* Task brief: Once the line containing "the woman's left" is located, give it again exactly, together with each line that follows it to the end of the entries, and add nothing else.

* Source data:
*****

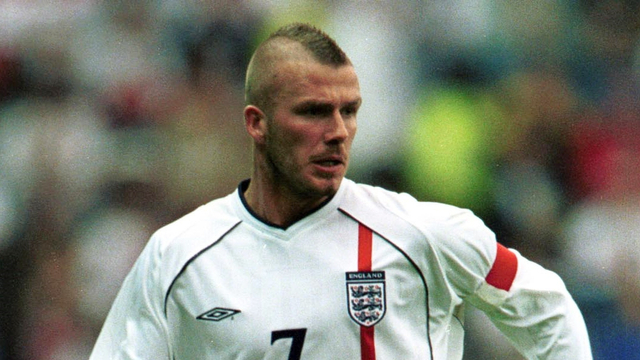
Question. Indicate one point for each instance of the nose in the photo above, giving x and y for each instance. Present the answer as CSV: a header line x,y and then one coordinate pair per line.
x,y
337,130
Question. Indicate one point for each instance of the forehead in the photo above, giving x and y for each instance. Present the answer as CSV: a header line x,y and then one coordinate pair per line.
x,y
302,80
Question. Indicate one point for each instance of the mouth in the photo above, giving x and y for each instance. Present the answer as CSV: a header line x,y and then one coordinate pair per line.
x,y
329,164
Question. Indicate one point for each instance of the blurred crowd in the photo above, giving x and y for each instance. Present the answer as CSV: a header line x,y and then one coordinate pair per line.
x,y
117,117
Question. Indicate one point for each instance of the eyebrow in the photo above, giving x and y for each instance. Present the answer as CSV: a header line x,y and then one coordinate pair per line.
x,y
319,105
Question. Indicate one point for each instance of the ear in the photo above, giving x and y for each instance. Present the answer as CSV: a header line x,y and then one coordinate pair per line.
x,y
255,123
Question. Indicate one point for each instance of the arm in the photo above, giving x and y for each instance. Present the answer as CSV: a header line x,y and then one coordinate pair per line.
x,y
136,327
532,307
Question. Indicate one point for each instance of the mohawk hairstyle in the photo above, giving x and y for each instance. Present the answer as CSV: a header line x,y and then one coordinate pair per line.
x,y
259,88
324,49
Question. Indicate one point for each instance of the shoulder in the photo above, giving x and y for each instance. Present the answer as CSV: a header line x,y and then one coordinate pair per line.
x,y
172,246
204,221
431,233
432,217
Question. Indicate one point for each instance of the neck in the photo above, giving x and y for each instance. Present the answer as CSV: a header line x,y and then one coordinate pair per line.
x,y
276,205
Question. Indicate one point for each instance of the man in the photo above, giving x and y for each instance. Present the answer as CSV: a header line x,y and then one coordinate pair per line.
x,y
301,263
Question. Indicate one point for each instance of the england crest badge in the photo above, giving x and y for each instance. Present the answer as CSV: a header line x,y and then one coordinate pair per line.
x,y
366,297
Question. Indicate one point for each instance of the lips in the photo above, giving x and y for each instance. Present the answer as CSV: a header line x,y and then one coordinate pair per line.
x,y
331,163
329,160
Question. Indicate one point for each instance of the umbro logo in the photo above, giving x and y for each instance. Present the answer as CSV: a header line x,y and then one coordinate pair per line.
x,y
217,314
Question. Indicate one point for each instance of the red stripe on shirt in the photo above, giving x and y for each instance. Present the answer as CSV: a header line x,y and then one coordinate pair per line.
x,y
365,248
503,270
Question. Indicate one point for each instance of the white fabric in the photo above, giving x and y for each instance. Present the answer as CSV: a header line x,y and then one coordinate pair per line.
x,y
434,257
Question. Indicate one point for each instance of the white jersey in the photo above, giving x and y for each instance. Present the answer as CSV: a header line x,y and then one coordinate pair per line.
x,y
372,274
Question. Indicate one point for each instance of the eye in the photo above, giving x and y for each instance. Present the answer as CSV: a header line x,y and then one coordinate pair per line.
x,y
313,110
349,111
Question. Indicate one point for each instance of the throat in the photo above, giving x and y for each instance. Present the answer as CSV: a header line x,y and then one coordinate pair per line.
x,y
280,211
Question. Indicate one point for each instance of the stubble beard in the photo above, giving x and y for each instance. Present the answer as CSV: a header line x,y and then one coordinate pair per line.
x,y
287,175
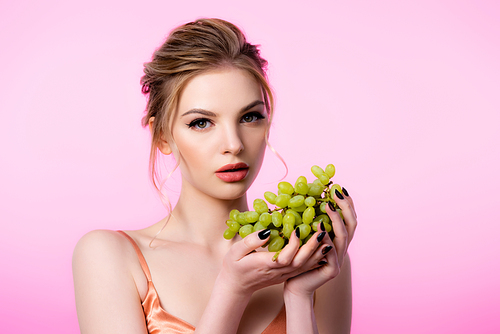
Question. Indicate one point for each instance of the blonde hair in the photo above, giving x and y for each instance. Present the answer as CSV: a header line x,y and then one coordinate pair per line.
x,y
189,50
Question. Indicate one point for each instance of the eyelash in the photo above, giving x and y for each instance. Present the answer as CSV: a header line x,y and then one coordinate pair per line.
x,y
256,116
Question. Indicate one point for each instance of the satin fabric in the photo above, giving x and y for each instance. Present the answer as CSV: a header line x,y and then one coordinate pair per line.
x,y
160,321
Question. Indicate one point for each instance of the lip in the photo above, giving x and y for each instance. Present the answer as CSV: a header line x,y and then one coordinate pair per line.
x,y
232,172
239,165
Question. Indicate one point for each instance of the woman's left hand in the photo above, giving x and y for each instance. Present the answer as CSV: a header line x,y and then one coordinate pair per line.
x,y
328,256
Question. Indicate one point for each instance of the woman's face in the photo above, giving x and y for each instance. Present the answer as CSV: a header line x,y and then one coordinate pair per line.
x,y
219,131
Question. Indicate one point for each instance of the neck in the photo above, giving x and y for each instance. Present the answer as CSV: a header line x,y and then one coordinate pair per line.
x,y
200,218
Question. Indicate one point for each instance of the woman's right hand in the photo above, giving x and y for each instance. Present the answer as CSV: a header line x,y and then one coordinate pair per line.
x,y
245,271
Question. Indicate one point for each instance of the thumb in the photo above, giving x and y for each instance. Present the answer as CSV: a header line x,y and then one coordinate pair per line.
x,y
250,243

*****

* Result of the task:
Question. Indicate one point for each instance of the woman's left hand in the photo above, giving x and y for each instance. Present the answer as CSV: a header line x,y and then one coordinate pair per line.
x,y
328,256
Question. Indicate one point for each instance of the woman's face in the photo above, giving x and y for each instance. Present the answer as CSV: a header line x,y and then one coordinate pair per line.
x,y
219,131
Question. Indicate one point for each instance of the neck in the photo above, giving x and y for each instance. Present the answer as CSV: a header line x,y and then one coordinate pair per line.
x,y
200,218
Question. Indicate one point for each instance of the woman's right hand in the photo above, giving x and y for each instance. Present the answer as CSV: a header line x,y and then one coordinate pair per line.
x,y
245,271
Question. Indicate one point for each instance of the thumb in the photo above, giving x and y for each instance. Present the answer as CSV: a header line x,y and then one coordinate pair per line.
x,y
250,243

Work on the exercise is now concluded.